> _Excerpts of labeled region data_:
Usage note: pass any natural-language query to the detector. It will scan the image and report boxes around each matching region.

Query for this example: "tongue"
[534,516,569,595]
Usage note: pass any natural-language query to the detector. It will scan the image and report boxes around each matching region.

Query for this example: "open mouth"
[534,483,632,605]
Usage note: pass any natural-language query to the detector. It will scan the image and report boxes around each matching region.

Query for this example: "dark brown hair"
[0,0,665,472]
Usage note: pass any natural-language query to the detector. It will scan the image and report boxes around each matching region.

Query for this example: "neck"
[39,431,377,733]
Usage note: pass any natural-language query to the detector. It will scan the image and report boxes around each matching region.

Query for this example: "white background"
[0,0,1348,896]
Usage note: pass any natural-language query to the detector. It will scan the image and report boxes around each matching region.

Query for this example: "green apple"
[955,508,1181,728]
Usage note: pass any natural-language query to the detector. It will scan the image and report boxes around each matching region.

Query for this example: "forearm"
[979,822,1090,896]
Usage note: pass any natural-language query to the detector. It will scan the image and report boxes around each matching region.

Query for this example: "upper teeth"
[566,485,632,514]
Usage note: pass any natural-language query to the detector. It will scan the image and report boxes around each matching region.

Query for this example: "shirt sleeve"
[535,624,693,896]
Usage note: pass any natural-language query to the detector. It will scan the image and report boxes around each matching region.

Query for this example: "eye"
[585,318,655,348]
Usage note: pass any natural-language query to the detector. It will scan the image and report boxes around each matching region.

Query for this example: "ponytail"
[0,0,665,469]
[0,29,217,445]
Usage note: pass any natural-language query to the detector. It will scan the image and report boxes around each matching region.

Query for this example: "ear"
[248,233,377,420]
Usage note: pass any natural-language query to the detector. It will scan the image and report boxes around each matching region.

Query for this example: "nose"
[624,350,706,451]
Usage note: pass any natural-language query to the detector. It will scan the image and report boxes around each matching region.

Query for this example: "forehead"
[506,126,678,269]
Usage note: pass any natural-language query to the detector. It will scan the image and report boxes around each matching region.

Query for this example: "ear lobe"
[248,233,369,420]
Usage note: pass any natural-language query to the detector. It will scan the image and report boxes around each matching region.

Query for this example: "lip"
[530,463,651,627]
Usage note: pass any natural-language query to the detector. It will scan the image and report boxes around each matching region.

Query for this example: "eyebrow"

> _Exercise instructions_: Edit everything from the first of the lines down to the line containing "[39,431,377,733]" so that "detector" becomes "search tool". Keep everything else the same.

> _Answer for the task_:
Usage note: pass any natural-language query to the search tool. It will scan the image and report boxes around each matching region.

Query for this example: "tongue"
[534,516,569,595]
Usage note: pass any natural-language query to the search tool. It will scan the image and report boxes around each matching region.

Query for this example: "open mouth"
[534,483,632,605]
Usage note: pass any natural-language query to the search tool. It will scan the image and report boxes around each matching region.

Query for this example: "dark brown hair"
[0,0,665,472]
Usage note: pass any natural-language query to the search tool. It will scan the image and report boxes around each matching region.

Query for this example: "neck"
[39,431,377,733]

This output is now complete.